When you reach the line containing "Objective: a point on each instance of the green" in the records below, start copying exactly, and stop once you have copied the line containing "Objective: a point on each instance of the yellow".
** Opening DATA TO PROCESS block **
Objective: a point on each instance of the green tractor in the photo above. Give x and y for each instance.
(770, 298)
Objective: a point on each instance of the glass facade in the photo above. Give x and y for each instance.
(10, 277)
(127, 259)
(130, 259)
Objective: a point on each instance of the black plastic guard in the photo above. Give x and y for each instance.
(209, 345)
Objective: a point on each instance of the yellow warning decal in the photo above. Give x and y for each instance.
** Closing DATA TO PROCESS block **
** Opening DATA TO PROCESS block **
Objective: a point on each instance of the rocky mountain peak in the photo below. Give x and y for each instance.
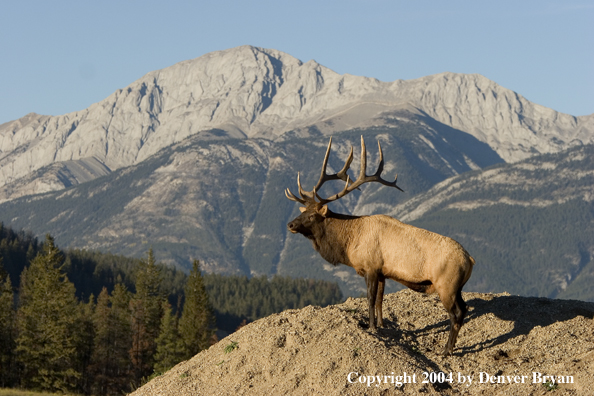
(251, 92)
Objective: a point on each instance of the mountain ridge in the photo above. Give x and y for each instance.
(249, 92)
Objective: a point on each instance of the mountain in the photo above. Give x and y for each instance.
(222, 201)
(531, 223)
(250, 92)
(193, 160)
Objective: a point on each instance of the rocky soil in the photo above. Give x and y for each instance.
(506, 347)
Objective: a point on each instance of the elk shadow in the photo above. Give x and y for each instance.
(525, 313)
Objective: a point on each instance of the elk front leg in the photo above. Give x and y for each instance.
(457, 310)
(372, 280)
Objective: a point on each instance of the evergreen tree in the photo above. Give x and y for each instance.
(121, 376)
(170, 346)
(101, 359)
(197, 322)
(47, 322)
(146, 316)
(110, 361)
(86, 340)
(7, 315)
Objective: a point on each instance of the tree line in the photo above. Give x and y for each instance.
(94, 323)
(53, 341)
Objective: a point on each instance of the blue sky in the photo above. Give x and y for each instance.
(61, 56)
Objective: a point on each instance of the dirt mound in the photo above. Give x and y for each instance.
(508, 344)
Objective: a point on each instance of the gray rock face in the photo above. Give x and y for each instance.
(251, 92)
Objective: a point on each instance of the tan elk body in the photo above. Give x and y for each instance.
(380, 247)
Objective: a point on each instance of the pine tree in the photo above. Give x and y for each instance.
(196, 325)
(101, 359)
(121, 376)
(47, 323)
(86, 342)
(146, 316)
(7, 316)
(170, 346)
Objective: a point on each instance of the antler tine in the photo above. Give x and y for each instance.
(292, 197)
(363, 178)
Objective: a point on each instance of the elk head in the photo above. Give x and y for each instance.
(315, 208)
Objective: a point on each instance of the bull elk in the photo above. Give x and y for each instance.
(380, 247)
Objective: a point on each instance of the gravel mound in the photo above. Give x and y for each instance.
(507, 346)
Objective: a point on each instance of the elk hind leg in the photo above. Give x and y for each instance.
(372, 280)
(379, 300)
** Closing DATA TO PROCESS block **
- [OUTPUT OF THE TASK]
Objective: a point on each instance of the green tractor in the photo above. Give x and y for each instance.
(770, 298)
Objective: a point on each instance of the glass facade in the photo above. Give x and y for each instance.
(10, 277)
(127, 259)
(130, 259)
Objective: a point on each instance of the black plastic guard in the photo above. Give x and y for each instance.
(209, 345)
Objective: a point on each instance of the yellow warning decal in the photo above. Give x and y for each instance.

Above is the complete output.